§ **Stored data**:
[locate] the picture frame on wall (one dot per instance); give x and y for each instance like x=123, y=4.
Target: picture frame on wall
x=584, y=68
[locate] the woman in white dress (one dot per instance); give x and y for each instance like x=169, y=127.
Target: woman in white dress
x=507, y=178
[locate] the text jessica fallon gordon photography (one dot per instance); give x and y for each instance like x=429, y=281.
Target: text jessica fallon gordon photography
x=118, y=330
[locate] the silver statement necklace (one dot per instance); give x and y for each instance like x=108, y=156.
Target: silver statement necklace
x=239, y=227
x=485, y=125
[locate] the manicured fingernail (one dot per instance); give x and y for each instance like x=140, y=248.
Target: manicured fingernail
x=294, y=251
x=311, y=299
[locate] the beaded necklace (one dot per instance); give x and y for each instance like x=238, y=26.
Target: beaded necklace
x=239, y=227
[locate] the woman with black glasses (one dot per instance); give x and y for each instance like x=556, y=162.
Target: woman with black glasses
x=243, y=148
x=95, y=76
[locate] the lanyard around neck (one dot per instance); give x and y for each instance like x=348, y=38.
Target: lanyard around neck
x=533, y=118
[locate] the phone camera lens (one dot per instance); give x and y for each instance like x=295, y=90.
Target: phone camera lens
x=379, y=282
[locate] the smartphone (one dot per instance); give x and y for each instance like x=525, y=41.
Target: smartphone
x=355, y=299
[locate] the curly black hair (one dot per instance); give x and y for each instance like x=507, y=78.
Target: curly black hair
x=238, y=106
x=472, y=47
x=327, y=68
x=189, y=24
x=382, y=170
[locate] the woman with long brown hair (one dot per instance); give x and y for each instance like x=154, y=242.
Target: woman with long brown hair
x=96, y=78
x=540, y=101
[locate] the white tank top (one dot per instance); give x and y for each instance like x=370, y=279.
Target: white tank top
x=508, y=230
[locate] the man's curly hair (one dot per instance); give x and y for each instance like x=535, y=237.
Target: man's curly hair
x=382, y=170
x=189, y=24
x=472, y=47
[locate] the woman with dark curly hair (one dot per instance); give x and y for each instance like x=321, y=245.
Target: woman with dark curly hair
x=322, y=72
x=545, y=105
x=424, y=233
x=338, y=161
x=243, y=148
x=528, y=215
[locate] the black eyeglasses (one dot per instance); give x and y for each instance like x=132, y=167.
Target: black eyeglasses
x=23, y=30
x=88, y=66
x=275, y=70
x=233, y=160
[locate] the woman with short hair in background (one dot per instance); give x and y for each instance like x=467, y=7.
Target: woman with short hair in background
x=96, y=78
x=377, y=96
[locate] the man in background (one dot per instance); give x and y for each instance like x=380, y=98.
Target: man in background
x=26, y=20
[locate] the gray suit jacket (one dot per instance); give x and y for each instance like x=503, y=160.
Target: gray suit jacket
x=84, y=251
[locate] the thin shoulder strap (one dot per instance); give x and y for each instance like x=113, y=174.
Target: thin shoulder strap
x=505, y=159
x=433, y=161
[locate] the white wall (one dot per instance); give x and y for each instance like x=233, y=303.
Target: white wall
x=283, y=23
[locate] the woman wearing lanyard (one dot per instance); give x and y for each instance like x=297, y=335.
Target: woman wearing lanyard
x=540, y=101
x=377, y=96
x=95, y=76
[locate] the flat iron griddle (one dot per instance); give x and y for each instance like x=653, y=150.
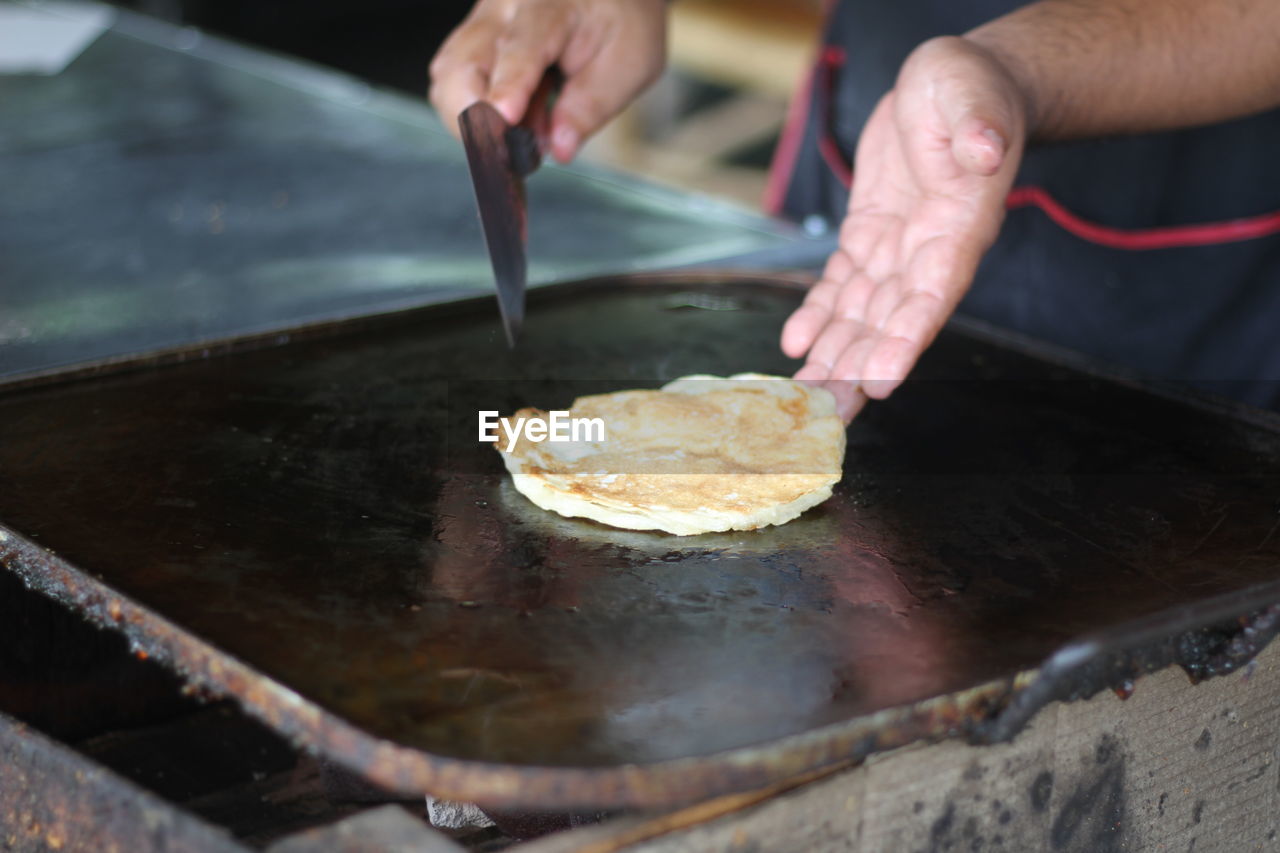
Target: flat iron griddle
x=312, y=529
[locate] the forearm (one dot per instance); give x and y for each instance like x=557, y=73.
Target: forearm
x=1105, y=67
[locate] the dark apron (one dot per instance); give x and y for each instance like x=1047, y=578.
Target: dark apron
x=1160, y=252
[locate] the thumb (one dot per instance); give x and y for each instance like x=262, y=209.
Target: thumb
x=979, y=109
x=979, y=145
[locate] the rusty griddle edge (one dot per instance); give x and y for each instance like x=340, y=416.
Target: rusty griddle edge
x=1215, y=637
x=59, y=799
x=984, y=714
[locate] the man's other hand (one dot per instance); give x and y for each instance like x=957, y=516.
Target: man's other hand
x=931, y=174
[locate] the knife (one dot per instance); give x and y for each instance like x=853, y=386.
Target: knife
x=499, y=156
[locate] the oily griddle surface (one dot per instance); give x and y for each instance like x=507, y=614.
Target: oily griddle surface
x=321, y=511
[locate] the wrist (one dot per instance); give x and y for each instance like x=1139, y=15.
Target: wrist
x=1020, y=73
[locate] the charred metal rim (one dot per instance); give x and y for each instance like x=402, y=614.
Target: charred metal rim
x=396, y=318
x=1211, y=638
x=983, y=714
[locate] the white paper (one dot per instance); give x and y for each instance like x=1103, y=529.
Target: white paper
x=44, y=39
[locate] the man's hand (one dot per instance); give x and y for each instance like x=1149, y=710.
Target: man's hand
x=931, y=174
x=609, y=50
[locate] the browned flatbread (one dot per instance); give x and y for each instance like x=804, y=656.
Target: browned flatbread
x=704, y=454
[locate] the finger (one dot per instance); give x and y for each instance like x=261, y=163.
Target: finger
x=456, y=92
x=533, y=42
x=909, y=329
x=837, y=336
x=849, y=398
x=808, y=320
x=812, y=373
x=882, y=301
x=589, y=99
x=460, y=71
x=851, y=364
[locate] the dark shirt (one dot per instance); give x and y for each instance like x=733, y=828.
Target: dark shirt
x=1200, y=308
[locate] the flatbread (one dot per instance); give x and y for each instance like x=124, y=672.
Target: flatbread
x=702, y=455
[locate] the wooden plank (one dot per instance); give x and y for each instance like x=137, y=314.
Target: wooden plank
x=1178, y=766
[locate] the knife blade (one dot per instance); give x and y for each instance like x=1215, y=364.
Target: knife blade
x=499, y=156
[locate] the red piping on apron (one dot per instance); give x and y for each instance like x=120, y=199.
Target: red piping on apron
x=1032, y=196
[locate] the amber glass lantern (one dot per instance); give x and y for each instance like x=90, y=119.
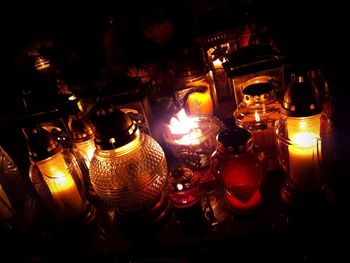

§ **Requirement**: Extract each line in the items above that contains the string "lens".

§ **Solution to this task**:
[locate] the phone camera lens (one dot per instance); give x and y for each instance like x=295, y=90.
Target: phone camera lens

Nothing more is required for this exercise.